**Tarefas**
a) Segundo o relato da viagem no navio Clívia, por que a área coberta do convés superior deixou de servir para lazer? Responda em até três frases.
b) Dê sequência ao relato da viagem no navio Clívia, começando logo depois da última frase.

**Relato**
════════

Embarquei cedo no navio Clívia, já tomado de redes dos
passageiros no piso intermediário. O aspecto geral do navio era desolador.
Havia banheiro reservado para os camarotes, mas era somente um por convés, e
sem janela. Bastava começar a me enxugar após o banho e já sentia o suor
escorrer. A aérea de lazer coberta no convés superior, pela primeira vez em
viagens que eu realizara na Amazônia, entupia-se de mais redes de passageiros.
Era o fim da área sombreada, outrora livre para lazer, conversar, ler, relaxar,
descansar.
O som do bar logo foi ligado em volume ensurdecedor.
Impossível conversar, dormir, passar por ali. Seria cômico se eu não estivesse
a bordo, apenas a um camarote e um banheiro da barulheira. Metade dos
passageiros debandou e se amontoou no piso inferior, onde normalmente só havia
carga e não era permitido armar redes.

════════

**Material guardado**
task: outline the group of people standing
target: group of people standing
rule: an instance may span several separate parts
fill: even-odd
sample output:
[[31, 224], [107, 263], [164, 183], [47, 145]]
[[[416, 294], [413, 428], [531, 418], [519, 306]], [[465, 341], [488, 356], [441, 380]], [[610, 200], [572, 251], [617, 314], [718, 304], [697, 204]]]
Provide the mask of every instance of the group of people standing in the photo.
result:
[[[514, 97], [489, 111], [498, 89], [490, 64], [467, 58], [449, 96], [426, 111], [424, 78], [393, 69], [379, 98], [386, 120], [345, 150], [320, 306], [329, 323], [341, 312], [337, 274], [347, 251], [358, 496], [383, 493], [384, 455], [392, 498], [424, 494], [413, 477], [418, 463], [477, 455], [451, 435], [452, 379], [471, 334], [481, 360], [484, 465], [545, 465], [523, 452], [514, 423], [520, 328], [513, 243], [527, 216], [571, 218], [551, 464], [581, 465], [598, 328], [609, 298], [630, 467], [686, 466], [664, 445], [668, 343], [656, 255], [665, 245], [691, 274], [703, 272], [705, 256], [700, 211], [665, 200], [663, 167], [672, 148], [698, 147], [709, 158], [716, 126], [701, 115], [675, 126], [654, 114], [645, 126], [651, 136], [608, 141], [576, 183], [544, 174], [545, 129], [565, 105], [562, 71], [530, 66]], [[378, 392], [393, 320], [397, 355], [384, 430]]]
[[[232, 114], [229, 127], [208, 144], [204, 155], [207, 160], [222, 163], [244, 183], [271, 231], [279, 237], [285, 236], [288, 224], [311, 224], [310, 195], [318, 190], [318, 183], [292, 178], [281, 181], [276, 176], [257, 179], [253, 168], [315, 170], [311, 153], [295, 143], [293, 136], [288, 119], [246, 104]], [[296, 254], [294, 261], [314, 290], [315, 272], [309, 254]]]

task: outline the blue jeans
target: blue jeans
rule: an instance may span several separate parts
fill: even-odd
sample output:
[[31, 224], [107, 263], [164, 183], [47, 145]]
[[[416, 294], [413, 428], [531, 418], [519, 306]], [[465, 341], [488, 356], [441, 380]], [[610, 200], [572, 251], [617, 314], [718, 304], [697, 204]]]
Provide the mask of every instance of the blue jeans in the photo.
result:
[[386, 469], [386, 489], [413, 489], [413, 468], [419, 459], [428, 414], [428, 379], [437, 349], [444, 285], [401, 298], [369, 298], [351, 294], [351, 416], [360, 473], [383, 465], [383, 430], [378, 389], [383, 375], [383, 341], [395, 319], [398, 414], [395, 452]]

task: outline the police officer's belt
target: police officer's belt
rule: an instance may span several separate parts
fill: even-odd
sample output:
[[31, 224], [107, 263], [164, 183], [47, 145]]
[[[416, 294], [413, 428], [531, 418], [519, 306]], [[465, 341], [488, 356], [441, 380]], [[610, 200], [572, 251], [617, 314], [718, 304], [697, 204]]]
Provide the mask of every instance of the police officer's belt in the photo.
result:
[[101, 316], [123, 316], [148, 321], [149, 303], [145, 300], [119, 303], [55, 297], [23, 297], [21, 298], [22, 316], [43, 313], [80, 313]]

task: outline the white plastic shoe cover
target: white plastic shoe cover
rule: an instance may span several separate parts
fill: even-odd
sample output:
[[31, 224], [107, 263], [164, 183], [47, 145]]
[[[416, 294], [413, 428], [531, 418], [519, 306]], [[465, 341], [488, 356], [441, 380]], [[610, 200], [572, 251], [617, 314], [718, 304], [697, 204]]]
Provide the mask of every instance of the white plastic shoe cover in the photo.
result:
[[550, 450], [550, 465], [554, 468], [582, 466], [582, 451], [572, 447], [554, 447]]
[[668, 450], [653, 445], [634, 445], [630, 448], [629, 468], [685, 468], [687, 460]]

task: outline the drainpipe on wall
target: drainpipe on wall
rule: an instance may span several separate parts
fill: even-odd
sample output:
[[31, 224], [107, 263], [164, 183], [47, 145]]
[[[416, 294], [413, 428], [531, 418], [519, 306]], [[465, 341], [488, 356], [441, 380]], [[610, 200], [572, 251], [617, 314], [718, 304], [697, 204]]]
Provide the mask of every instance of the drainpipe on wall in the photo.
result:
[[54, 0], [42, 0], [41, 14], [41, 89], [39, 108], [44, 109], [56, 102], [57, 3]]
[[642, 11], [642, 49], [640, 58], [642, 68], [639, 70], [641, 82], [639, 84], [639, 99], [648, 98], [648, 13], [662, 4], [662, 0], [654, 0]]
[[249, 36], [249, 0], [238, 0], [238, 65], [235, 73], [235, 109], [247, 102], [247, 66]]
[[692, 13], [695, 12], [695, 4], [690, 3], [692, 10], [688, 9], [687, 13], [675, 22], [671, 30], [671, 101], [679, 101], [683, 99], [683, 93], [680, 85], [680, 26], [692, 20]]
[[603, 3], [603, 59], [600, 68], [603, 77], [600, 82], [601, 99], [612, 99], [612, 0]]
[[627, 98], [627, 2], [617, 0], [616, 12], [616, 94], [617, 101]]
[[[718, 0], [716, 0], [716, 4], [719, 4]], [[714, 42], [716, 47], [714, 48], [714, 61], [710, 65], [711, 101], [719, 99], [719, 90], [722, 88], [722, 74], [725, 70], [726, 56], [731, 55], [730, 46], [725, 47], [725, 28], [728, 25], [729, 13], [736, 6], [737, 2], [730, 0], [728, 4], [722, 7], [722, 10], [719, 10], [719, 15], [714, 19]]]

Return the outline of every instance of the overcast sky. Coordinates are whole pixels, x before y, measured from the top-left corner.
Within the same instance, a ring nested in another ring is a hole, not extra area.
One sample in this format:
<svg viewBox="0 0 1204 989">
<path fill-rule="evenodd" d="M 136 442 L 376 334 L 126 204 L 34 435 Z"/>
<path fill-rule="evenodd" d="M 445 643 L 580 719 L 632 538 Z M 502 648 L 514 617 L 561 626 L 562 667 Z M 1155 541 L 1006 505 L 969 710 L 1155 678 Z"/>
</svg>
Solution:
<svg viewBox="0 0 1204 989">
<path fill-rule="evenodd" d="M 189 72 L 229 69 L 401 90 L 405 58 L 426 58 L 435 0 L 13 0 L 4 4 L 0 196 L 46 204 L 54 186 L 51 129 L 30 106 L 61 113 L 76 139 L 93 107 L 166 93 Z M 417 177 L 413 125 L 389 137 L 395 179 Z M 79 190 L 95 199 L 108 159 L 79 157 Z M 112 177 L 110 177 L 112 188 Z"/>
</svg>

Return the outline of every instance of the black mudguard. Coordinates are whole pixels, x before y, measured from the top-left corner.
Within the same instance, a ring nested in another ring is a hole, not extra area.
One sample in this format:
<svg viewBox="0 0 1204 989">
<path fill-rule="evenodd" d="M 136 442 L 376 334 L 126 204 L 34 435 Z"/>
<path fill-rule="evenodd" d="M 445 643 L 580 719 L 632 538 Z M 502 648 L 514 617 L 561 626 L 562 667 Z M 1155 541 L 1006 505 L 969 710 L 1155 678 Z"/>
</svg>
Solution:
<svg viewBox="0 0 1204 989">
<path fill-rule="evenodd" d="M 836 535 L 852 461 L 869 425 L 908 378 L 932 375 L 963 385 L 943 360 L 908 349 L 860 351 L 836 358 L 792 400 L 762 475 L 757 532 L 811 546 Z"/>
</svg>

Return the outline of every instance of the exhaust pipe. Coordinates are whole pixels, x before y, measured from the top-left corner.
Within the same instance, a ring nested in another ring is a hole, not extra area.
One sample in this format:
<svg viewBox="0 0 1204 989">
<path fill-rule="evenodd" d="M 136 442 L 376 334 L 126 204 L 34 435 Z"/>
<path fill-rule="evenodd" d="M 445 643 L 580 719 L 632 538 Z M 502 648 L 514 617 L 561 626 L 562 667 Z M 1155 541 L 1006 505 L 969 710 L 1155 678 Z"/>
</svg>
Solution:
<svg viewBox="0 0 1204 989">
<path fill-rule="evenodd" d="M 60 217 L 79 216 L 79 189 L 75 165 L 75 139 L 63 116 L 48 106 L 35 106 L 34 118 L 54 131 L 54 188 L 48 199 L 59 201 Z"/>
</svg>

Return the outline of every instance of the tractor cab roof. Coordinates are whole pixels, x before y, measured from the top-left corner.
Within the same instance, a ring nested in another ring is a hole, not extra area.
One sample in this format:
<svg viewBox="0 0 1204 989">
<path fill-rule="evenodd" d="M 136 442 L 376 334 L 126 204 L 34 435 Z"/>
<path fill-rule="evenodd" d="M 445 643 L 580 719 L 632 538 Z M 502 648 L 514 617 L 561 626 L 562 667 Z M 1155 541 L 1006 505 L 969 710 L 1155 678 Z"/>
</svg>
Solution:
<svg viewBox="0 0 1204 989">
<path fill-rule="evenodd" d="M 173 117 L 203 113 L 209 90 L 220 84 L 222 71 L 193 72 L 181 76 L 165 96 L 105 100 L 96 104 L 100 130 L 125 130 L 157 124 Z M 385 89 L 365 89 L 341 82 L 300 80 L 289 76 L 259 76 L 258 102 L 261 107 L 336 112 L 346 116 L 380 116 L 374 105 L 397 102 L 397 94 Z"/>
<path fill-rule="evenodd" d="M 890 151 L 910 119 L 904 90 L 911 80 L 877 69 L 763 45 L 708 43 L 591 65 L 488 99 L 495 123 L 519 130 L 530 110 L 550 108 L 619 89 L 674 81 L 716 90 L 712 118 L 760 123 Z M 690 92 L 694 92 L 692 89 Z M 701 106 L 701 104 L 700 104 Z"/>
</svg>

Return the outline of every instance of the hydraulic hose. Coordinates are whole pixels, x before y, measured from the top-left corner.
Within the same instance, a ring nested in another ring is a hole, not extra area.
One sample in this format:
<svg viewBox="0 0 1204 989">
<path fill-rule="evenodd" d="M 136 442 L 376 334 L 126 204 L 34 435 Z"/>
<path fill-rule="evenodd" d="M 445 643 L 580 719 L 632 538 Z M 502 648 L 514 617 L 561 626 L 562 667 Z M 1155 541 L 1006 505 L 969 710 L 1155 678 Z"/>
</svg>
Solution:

════════

**Respostas por tarefa**
a) A área de lazer coberta do convés superior ficou lotada de redes de passageiros. Antes ela era livre para conversar, ler, relaxar e descansar. Com as redes ocupando o espaço, isso acabou.

b)
O navio Clívia zarpou atrasado. O colorido pôr-do-sol e a
lua quase cheia, bem à frente, deram espetáculos. Sem a tradicional sopa das
tardes, ou qualquer coisa que lembrasse jantar, os passageiros desprevenidos
tiveram que comprar sanduíches no bar. Apenas um coitado, sempre suado com o
calor da chapa, atendia aquela multidão.
Apelando para sacos plásticos e fita adesiva, vedei as
extremidades da saída do ar condicionado do camarote, controlado apenas
centralmente. Fazia frio à noite com o navio em movimento. A barulheira do lixo
musical no bar encerrou-se às 23h em ponto. Somente depois disso consegui
adormecer.
Durante o dia eu fugia da poluição sonora insana do convés
superior que começava às 8h da manhã. Descia ao convés intermediário,
estacionava na proa e por ali permanecia, sem ruídos incômodos, apenas vozes, o
som do vento e da água. As refeições eram servidas no convés inferior, o das
cargas, ao lado dos motores em funcionamento. Ninguém conseguia conversar
durante as refeições. Eu me livrava de um barulho e caía em outro.
Logo após a parada em Parintins, a passageira do camarote
ao lado do meu, turista potiguar, acusou o desaparecimento da bolsa que deixara
sobre a cama superior do beliche. Imediatamente comunicou ao comandante e a
outros tripulantes. Em vão. Os indivíduos transferiram para a vítima a
responsabilidade do roubo. Nem queriam permitir a abertura do boletim de
ocorrência na parada seguinte. E as portas da maioria dos demais camarotes
foram forçadas durante a noite. Inclusive a minha que apresentava novo e
estranho defeito próximo à fechadura.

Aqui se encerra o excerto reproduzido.